-- Start Document passage --
You say it's wrong, I say it isnt. I dont think much going to change about that much so what is point of keep going on about that part?

Because you're basing part of your argument on 'the market was the only way to get some sets in CoX, and that's why prices were so high'. Which is wrong.

Look, I'll help you out. Here's the list of all items that were not available from a particular vendor. That should make it really easy for you to find some examples of all these IO recipes that weren't purchasable with tickets or some kind of merit. Just click on an IO recipe name, and at the top of the description will be the vendors where you could buy it :

http://paragonwiki.com/wiki/No_Vendor_Purchase

jag40 wrote:

As I said, rarity was already destroyed when it was available to place on the market when anyone thta liked the market could go up and buy it.

Rarity has nothing to do with whether or not something is available on the market. Using that definition, SO were some of the rarest items in the game, because there were usually very few of them on the market.
-- End Document passage --
-- Start Supplied information --
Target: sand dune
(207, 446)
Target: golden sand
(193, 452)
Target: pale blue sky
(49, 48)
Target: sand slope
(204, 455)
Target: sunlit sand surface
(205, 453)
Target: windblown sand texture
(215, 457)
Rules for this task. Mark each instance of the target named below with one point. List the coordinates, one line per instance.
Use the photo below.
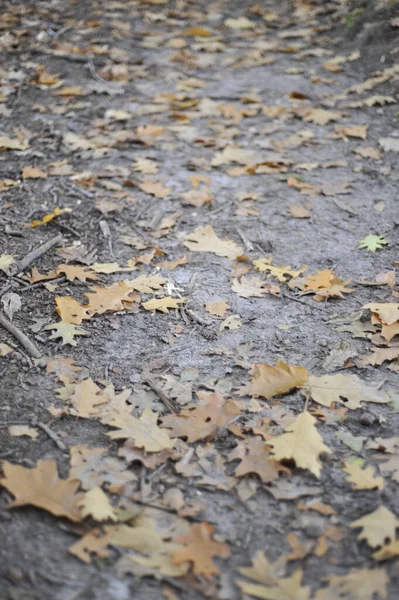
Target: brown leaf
(268, 380)
(199, 548)
(41, 487)
(204, 420)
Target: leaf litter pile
(199, 314)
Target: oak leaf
(359, 584)
(204, 239)
(255, 458)
(143, 431)
(301, 443)
(347, 389)
(41, 487)
(268, 380)
(362, 479)
(200, 548)
(254, 287)
(204, 420)
(92, 543)
(163, 304)
(378, 526)
(65, 331)
(95, 503)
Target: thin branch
(20, 336)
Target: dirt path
(176, 137)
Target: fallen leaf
(301, 443)
(268, 380)
(163, 304)
(41, 487)
(204, 239)
(95, 503)
(362, 479)
(378, 527)
(199, 549)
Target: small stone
(368, 419)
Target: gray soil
(34, 562)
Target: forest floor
(209, 351)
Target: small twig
(247, 243)
(167, 401)
(197, 318)
(53, 436)
(35, 254)
(21, 337)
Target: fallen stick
(21, 337)
(34, 255)
(168, 403)
(53, 436)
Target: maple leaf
(378, 526)
(146, 284)
(94, 542)
(373, 242)
(65, 331)
(255, 458)
(95, 503)
(359, 584)
(268, 380)
(301, 443)
(41, 487)
(92, 468)
(362, 479)
(163, 304)
(204, 239)
(203, 421)
(347, 389)
(199, 548)
(110, 298)
(143, 431)
(251, 287)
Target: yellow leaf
(204, 239)
(378, 526)
(95, 504)
(47, 218)
(143, 431)
(268, 380)
(41, 487)
(347, 389)
(66, 331)
(301, 443)
(362, 479)
(163, 304)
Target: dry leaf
(268, 380)
(204, 420)
(204, 239)
(95, 504)
(301, 443)
(362, 479)
(378, 527)
(346, 389)
(200, 548)
(41, 487)
(163, 304)
(143, 431)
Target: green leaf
(373, 242)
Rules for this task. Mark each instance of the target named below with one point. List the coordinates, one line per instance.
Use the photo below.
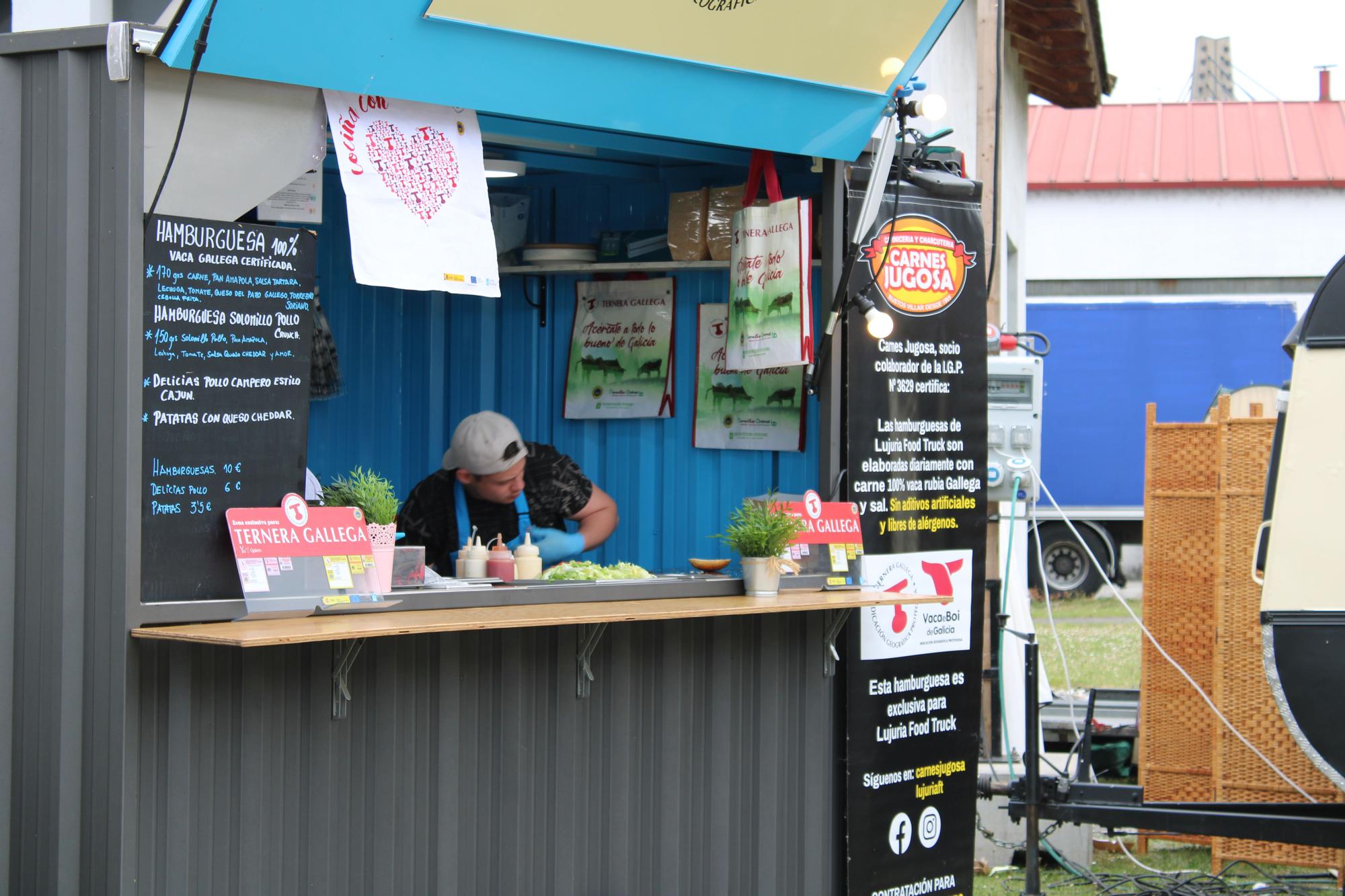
-- End Supplied information --
• Written problem 1: In the forum exchange, which game items would count as some of the rarest under the definition of rarity being disputed, and why?
• Written problem 2: Quote every sentence in the forum exchange that contains the word "market."

• Expected answer 1: SOs, because there were usually very few of them on the market.

• Expected answer 2:
1. Because you're basing part of your argument on 'the market was the only way to get some sets in CoX, and that's why prices were so high'.
2. As I said, rarity was already destroyed when it was available to place on the market when anyone thta liked the market could go up and buy it.
3. Rarity has nothing to do with whether or not something is available on the market.
4. Using that definition, SO were some of the rarest items in the game, because there were usually very few of them on the market.